*Task*: Locate every line in the records below that contains the word "instance", and copy each of those lines.

*Data supplied*:
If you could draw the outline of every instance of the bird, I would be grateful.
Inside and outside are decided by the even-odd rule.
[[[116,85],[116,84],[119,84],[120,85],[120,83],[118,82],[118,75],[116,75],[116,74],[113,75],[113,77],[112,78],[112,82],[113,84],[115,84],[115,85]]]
--
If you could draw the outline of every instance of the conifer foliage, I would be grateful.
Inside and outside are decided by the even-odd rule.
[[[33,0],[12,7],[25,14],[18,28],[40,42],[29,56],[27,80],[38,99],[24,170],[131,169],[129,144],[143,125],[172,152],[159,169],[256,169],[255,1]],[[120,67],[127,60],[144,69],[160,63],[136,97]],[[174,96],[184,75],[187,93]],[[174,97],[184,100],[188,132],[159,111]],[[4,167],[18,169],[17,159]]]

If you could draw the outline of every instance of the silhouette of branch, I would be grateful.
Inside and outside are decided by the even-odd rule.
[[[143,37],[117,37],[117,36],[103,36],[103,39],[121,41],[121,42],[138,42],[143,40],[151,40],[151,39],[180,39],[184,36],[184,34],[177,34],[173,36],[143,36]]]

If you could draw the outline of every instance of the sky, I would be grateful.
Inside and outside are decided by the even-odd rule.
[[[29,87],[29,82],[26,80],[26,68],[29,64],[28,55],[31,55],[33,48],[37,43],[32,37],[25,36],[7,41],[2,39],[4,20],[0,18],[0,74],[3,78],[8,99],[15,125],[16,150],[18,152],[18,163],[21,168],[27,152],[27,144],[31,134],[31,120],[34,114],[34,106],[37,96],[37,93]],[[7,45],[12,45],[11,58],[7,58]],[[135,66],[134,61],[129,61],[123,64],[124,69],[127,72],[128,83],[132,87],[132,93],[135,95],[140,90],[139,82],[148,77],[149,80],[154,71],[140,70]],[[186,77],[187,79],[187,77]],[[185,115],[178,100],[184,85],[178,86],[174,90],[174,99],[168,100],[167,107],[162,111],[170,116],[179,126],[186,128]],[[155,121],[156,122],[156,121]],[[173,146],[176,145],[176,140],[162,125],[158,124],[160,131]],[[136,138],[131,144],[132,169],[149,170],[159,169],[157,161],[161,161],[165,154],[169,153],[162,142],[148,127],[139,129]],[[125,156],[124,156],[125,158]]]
...
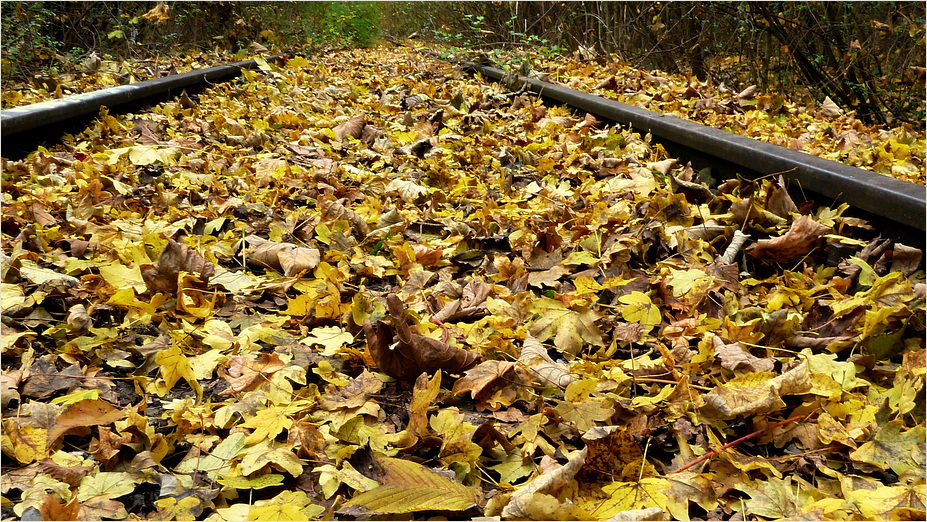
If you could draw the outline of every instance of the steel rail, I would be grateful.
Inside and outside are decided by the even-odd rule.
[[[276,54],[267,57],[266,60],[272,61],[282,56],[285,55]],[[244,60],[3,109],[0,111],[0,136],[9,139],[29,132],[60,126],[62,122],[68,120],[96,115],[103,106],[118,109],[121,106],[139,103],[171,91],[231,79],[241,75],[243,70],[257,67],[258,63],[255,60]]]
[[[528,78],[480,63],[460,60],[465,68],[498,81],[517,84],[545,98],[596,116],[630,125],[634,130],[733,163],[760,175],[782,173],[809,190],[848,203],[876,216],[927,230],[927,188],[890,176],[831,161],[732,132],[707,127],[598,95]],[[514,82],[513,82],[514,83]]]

*Answer*:
If you could draw the outline of every instance of the bird, I would be grateful.
If you could draw the outline of every instance of the conifer foliage, I would be grateful.
If you could draw the outline of every instance of the silhouette of branch, I would be grateful.
If you could draw the outline of every instance of the sky, I would be grateful.
If you could draw the outline of every instance of the steel rail, I would be grateful.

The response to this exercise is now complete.